## Written instruction
Rewrite the lines below, changing every "Run detection on" to "Detect" and leaving everything else as it is. Don't include the pictures in your answer.

## Lines on locating named things

==============================

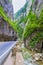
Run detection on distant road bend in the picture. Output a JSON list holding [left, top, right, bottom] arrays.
[[0, 41, 17, 65]]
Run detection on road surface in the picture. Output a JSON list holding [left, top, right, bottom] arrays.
[[0, 41, 16, 65]]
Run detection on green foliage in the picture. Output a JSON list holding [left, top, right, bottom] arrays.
[[0, 7, 23, 38], [29, 31, 43, 47]]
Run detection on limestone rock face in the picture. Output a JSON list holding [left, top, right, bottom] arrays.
[[0, 17, 17, 41], [33, 53, 43, 61]]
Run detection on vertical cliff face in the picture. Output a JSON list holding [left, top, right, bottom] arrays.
[[32, 0, 43, 14], [24, 0, 43, 52], [0, 0, 14, 20], [0, 0, 17, 41]]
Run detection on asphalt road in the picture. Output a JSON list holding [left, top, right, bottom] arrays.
[[0, 41, 17, 63]]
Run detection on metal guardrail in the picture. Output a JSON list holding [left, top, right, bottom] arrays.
[[0, 41, 17, 65]]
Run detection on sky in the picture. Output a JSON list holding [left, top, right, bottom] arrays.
[[12, 0, 26, 13]]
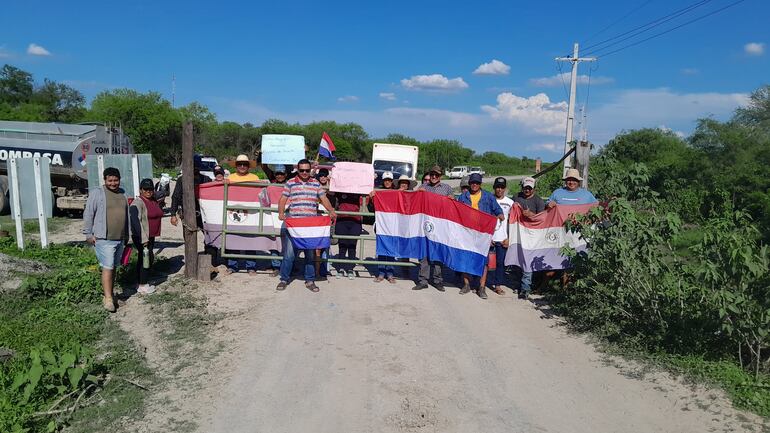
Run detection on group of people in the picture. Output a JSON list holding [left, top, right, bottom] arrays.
[[83, 155, 596, 311]]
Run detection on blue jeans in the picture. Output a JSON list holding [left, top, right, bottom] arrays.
[[377, 256, 396, 279], [487, 242, 508, 286], [513, 266, 532, 293], [281, 228, 315, 283], [227, 250, 257, 272]]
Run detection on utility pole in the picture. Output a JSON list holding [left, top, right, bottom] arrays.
[[556, 43, 596, 179]]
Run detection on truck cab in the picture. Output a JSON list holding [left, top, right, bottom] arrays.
[[446, 165, 469, 179], [372, 143, 419, 188]]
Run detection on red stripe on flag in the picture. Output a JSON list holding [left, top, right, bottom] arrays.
[[509, 203, 597, 229], [374, 191, 497, 234], [321, 131, 337, 152], [283, 215, 332, 228]]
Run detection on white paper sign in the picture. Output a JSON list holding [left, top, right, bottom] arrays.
[[262, 134, 305, 165]]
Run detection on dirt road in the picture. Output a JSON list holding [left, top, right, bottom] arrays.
[[48, 222, 766, 433]]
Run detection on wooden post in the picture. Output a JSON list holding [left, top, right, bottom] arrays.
[[182, 122, 198, 279]]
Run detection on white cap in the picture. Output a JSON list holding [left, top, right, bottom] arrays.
[[521, 177, 535, 189]]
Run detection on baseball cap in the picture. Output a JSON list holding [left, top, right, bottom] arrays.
[[139, 179, 155, 190], [521, 177, 535, 189]]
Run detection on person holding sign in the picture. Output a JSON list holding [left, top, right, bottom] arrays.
[[276, 159, 337, 292]]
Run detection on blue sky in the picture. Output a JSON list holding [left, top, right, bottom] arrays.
[[0, 0, 770, 160]]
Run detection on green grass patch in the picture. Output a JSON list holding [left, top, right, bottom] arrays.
[[0, 238, 152, 432]]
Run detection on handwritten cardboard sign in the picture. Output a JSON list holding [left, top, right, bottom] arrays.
[[262, 134, 305, 164], [329, 162, 374, 194]]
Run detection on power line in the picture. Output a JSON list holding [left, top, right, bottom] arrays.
[[584, 0, 712, 55], [583, 0, 652, 43], [601, 0, 746, 57]]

==============================

## Answer to this task
Detect distant road bend in the picture. Output a JSON list holding [left, top, right, bottom] arrays.
[[0, 41, 17, 65]]
Detect road surface in the picture. Output a JSON list holding [left, top, right, bottom] arrays.
[[0, 41, 16, 65]]
Detect green foliage in the picture. Output a JSON list holding [left, top, right, bottom] arrays.
[[0, 7, 23, 38], [29, 31, 43, 47]]
Detect limestone rock face in the picture. Output a JSON list holding [left, top, right, bottom] arrays.
[[0, 17, 17, 41], [33, 53, 43, 61]]
Detect vertical cliff face in the picture. Output a JSON list holding [left, top, right, bottom] arrays.
[[32, 0, 43, 14], [24, 0, 43, 52], [0, 0, 14, 20], [0, 0, 17, 41]]
Detect asphalt road in the picture. Output a JSON list holding [left, top, right, bottom] arrays.
[[0, 41, 17, 63]]
Detect metal guardrail in the picture. Output a JSON list holding [left, top, right, bottom] arrays.
[[0, 41, 17, 65]]
Detect sky in the picture. Output a JSON list holding [left, top, right, bottom] arrays.
[[12, 0, 26, 13]]
Detect group of people in the picture. Output a JSON list holding [left, top, right, bottom] arrays.
[[83, 155, 596, 311]]
Detect blue jeans in the picture. Output a JSON list holding [left, top, right, bottom] arrays.
[[377, 256, 396, 279], [487, 242, 508, 286], [513, 266, 532, 293], [281, 228, 315, 283], [227, 250, 257, 272]]
Detect utility pole in the picture. Output a JSON list holding [left, top, right, bottom] arrays.
[[556, 43, 596, 179]]
Detect truck cab in the picture. Output a JSON list holding [left, top, right, bottom] arrays.
[[446, 165, 469, 179], [372, 143, 419, 188]]
Detect red stripe on flag in the picture. Output a JSON list holding [left, top, right, bottom] arrays.
[[509, 203, 597, 229], [374, 191, 497, 234], [321, 131, 337, 152], [283, 215, 332, 228]]
Detect white paper sign in the picture. Output a JSON list holding [left, top, right, bottom] arrays.
[[262, 134, 305, 165]]
Detect dirt road in the picture. Output a JSON list holding [left, top, right, bottom] arrays.
[[48, 222, 766, 433]]
Detect wooden post in the picture. Output a JSON list holding [left, top, right, bottom] arrays.
[[182, 122, 198, 279]]
Detect white cap in the picture. Output a JSON list holding [left, top, right, bottom] arrays.
[[521, 177, 535, 189]]
Detect baseball cap in the picture. Output a JSON list holding [left, top, right, bottom] arrays.
[[139, 179, 155, 190], [521, 177, 535, 189]]
Detect person holding sign in the picture. Output a JSON list holding [left, top, right, bottom] arrays.
[[276, 159, 337, 292]]
Detect blue sky in the picture. Output a JSON list holding [left, top, right, bottom] arrays.
[[0, 0, 770, 160]]
Detect green grass patch in the picture. Output a JSON list holding [left, top, right, bottom] arrays.
[[0, 238, 152, 432]]
Detect handwritten cardboard sign in the picture. Output a JSON list holding [left, top, right, bottom] arrays.
[[262, 134, 305, 164], [329, 162, 374, 194]]
Detect power line in the picture. Output a JSON list holding [left, top, right, bottom] arrays.
[[584, 0, 712, 55], [583, 0, 652, 43], [601, 0, 746, 57]]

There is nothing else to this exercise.